▶ _WRITTEN EXERCISE_:
Can you rewrite every one of these items, replacing "one pin per instance" with "one point per instance" and leaving everything else unchanged, but without the pictures?

◇ ◇ ◇ ◇ ◇ ◇ ◇

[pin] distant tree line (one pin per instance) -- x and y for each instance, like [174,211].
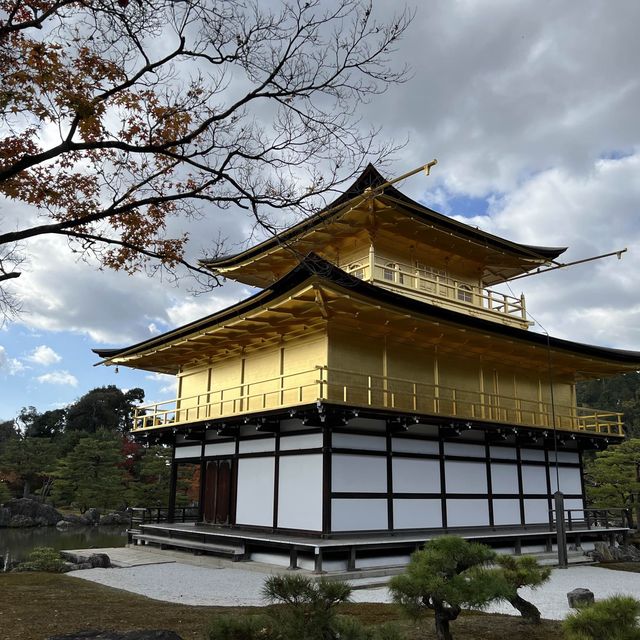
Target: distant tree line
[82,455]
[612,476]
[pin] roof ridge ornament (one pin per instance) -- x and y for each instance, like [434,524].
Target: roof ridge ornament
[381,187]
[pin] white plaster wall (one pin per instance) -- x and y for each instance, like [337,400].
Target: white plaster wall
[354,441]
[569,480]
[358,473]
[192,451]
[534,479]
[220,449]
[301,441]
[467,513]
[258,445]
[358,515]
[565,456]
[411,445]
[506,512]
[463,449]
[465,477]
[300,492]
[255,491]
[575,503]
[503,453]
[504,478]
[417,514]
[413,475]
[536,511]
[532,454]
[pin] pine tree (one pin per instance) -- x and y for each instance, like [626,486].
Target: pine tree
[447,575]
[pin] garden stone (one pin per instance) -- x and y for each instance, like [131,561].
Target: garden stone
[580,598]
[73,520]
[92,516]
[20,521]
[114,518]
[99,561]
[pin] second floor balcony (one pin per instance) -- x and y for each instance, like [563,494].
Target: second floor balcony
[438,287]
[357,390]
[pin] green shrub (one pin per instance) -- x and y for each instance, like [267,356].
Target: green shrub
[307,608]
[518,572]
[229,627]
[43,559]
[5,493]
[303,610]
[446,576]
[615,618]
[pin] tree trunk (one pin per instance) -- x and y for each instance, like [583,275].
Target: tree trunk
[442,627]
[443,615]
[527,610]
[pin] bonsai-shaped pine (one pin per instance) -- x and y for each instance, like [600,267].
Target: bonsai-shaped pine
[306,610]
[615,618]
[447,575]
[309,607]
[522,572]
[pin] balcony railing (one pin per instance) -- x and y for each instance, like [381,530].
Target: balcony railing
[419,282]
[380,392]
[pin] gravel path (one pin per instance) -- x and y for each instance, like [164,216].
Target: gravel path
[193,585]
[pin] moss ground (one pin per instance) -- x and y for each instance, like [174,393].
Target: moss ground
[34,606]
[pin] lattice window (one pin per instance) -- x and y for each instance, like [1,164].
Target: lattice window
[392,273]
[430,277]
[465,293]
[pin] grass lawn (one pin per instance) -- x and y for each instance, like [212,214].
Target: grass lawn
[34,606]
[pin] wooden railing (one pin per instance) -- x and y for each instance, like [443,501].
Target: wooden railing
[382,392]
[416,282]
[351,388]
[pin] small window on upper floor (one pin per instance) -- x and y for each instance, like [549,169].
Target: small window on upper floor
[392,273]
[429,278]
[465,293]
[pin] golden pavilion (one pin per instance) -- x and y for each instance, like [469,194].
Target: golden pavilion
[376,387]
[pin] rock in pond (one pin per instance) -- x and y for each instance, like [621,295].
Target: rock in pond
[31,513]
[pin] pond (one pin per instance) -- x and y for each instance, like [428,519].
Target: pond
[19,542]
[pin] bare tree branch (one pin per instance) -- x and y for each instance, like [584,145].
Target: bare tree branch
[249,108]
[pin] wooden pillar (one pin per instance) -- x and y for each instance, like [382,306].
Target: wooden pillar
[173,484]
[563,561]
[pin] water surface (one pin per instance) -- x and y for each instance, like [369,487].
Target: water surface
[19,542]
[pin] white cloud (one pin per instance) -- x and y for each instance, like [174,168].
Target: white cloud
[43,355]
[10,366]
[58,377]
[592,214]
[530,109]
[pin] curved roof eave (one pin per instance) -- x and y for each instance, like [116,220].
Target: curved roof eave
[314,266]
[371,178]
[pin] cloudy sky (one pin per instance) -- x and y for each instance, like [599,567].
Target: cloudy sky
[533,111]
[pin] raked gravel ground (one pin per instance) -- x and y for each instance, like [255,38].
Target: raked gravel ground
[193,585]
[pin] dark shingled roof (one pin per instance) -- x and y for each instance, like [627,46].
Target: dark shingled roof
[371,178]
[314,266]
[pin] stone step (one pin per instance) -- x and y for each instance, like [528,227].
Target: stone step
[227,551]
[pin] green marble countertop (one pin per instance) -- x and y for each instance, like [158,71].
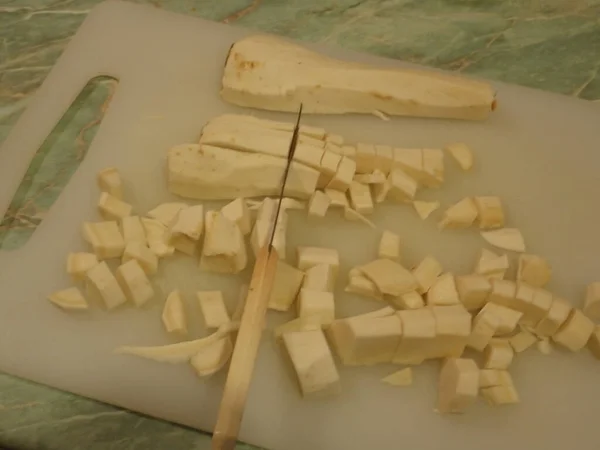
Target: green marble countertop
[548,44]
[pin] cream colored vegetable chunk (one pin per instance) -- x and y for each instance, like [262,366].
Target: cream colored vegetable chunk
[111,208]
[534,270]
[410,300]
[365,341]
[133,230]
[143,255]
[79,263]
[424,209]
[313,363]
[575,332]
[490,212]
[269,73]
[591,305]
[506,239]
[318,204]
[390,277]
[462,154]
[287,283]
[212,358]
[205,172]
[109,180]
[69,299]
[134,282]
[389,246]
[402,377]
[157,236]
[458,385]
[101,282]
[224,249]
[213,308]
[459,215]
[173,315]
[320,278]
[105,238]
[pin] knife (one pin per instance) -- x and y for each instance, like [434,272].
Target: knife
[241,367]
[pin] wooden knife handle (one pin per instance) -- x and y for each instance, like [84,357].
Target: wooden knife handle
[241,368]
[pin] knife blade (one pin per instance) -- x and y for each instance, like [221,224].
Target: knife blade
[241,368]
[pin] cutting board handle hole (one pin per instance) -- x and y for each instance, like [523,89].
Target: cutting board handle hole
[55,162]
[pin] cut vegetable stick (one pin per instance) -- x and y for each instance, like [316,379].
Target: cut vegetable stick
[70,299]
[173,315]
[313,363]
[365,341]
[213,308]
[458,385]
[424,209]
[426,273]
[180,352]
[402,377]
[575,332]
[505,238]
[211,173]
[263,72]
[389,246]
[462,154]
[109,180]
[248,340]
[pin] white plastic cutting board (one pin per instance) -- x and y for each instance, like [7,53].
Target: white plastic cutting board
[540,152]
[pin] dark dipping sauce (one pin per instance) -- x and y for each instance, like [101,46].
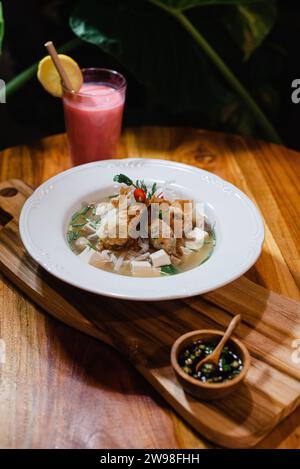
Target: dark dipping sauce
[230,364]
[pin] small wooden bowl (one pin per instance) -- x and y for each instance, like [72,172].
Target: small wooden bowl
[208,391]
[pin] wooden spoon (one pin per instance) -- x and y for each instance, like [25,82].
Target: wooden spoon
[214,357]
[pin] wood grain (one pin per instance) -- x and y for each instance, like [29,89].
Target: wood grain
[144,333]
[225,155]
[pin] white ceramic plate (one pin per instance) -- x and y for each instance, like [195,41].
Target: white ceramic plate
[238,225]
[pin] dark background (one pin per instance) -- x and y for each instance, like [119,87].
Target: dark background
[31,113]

◇ ◇ ◇ ◇ ◇ ◇ ◇

▶ _FINAL RESULT_:
[pin] distant tree line (one point per instance) -- x and y for each instance, like [174,211].
Target: distant tree line
[82,455]
[612,476]
[pin] roof ridge ornament (one point per instance) -- x and y for each instance, like [434,524].
Target: roof ridge ornament
[381,187]
[pin] white plaster wall (one point per instance) -- x and y for each instance, like [337,400].
Target: white plaster wall
[354,441]
[569,480]
[358,473]
[192,451]
[534,479]
[220,449]
[301,441]
[467,513]
[258,445]
[358,515]
[565,456]
[411,445]
[506,512]
[463,449]
[465,477]
[300,492]
[255,491]
[575,503]
[503,453]
[504,478]
[417,514]
[413,475]
[536,511]
[532,454]
[pin] pine tree (one point per instance) -- x and y for each instance, like [626,486].
Target: pine tree
[447,575]
[pin] garden stone (one point per instance) -- x and y for each instance, like [131,561].
Target: garden stone
[580,598]
[73,520]
[92,516]
[20,521]
[114,518]
[99,561]
[pin] second floor balcony (one point per instance) -- x and y for each instance, like [563,494].
Target: second floor balcony
[438,287]
[357,390]
[pin] green shrub (one point per instance) -- x and y for each instance, like [267,356].
Target: green shrub
[307,608]
[518,572]
[229,627]
[43,559]
[5,493]
[303,610]
[446,576]
[615,618]
[pin] tree trunk (one point per instance) -- x and y for each instance, like [583,275].
Target: tree trunk
[442,627]
[443,615]
[527,610]
[pin] bonsai-shaped pine (one point per instance) -- x and y for each instance, like [600,267].
Target: bonsai-shaped pine
[306,610]
[615,618]
[447,575]
[309,607]
[522,572]
[pin] balcony railing (one point per instance) -- x and y for each instance, like [381,530].
Target: balcony railing
[419,282]
[380,392]
[pin] gravel path (one point per instance) -- x and y for each instance, like [164,216].
Target: gravel path
[193,585]
[pin] moss ground (one point per instance) -- x and y for each instance, like [174,393].
Target: moss ground
[34,606]
[pin] lattice window (one point per instance) -- x and y for each instance, like [1,164].
Target: lattice window
[392,273]
[430,277]
[465,293]
[pin] grass lawn (one point per instance) -- x and y for each instance, like [212,214].
Target: grass lawn
[34,606]
[pin] wooden railing (one point per instance) -- x and y for each instance, like [443,501].
Target: wooden railing
[382,392]
[416,282]
[351,388]
[pin] small window on upper floor (one point per instance) -- x and y for each instance, like [549,169].
Target: small window on upper floor
[392,273]
[429,278]
[465,293]
[pin] golden pavilion (one point per instance) -- x and y for each instance, like [469,194].
Target: golden pavilion
[376,387]
[pin] rock in pond (one point per instance) -- x and y for each instance, like [621,295].
Target: rock in pond
[31,513]
[pin] pond (one point per instance) -- x and y for each instance, like [428,519].
Target: pond
[19,542]
[pin] bare tree branch (one point per instance) -- x and y for each instance, like [584,145].
Target: bare tree branch
[249,108]
[pin] wooden pillar (one point per instance) -- x and y for each instance, like [382,306].
Target: wooden pillar
[173,484]
[563,561]
[pin] water surface (one point per instance) -- x and y for each instance, like [369,487].
Target: water surface
[19,542]
[pin] white cloud (one point per instance) -- x and y for each instance, like [174,168].
Target: white cloud
[43,355]
[10,366]
[58,377]
[592,214]
[530,109]
[pin] curved roof eave (one point per instance) -- x and y for each instance, like [116,220].
Target: curved roof eave
[314,266]
[371,178]
[pin] cloudy sky (one point per instance) -- x and y for each instance, like [599,567].
Target: cloudy sky
[533,111]
[pin] raked gravel ground (one point per instance) -- x and y for each instance, like [255,38].
Target: raked gravel ground
[193,585]
[pin] dark shingled roof (one point per instance) -- x and y for each instance, like [627,46].
Target: dark shingled roof
[371,178]
[314,266]
[pin] stone step (one point per instance) -- x and y for each instance, like [528,227].
Target: stone step
[227,551]
[pin] green marble countertop (one point per instance) -- x and y for each instance, like [158,71].
Target: green marble countertop
[548,44]
[pin] cream colored vegetable chunk (one point per instance) -- x and y for each instance, like [262,366].
Target: cream colored vegetable chunk
[111,208]
[534,270]
[410,300]
[365,341]
[133,230]
[143,255]
[79,263]
[424,209]
[313,363]
[575,332]
[490,212]
[269,73]
[591,305]
[506,239]
[318,204]
[390,277]
[462,154]
[287,283]
[212,358]
[205,172]
[109,180]
[69,299]
[134,282]
[389,246]
[402,377]
[157,236]
[458,385]
[101,282]
[224,249]
[213,308]
[459,215]
[173,315]
[320,278]
[105,238]
[pin] knife (one point per instance) -- x and y for each instance, like [434,272].
Target: knife
[241,367]
[pin] wooden knife handle (one point per instance) -- x and y for each instance, like [84,357].
Target: wooden knife handle
[241,368]
[pin] knife blade (one point per instance) -- x and y for each instance, like [221,224].
Target: knife blade
[241,368]
[pin] cutting board handle hole (one point per instance) -- x and y for each instance, like [523,89].
Target: cutting board handle hole
[55,162]
[pin] cut vegetable stick (one point per instance) -- x and y for each instance, like [316,379].
Target: cut vegetable stick
[70,299]
[173,315]
[313,363]
[365,341]
[213,308]
[458,385]
[424,209]
[426,273]
[180,352]
[402,377]
[575,332]
[505,238]
[211,173]
[263,72]
[389,246]
[462,154]
[109,180]
[248,340]
[pin] white plastic cutting board (one point per instance) -- x and y for each instance, like [7,53].
Target: white plastic cutting board
[540,152]
[pin] dark dipping sauce (one point per instance) -- x and y for each instance, like [101,46].
Target: dark dipping sauce
[230,364]
[pin] small wooden bowl (one point per instance) -- x and y for each instance, like [72,172].
Target: small wooden bowl
[208,391]
[pin] wooden spoon (one point per instance) -- x and y for each instance, like [25,82].
Target: wooden spoon
[214,357]
[pin] wood grain (one point per instance) -- x and y for each instance, like [29,89].
Target: wood grain
[144,333]
[225,155]
[pin] white ceramic plate (one point per instance) -- x and y for each instance, like [195,41].
Target: white ceramic plate
[238,225]
[pin] dark background (one point per instance) -- x and y for each instance, like [119,87].
Target: dark background
[31,113]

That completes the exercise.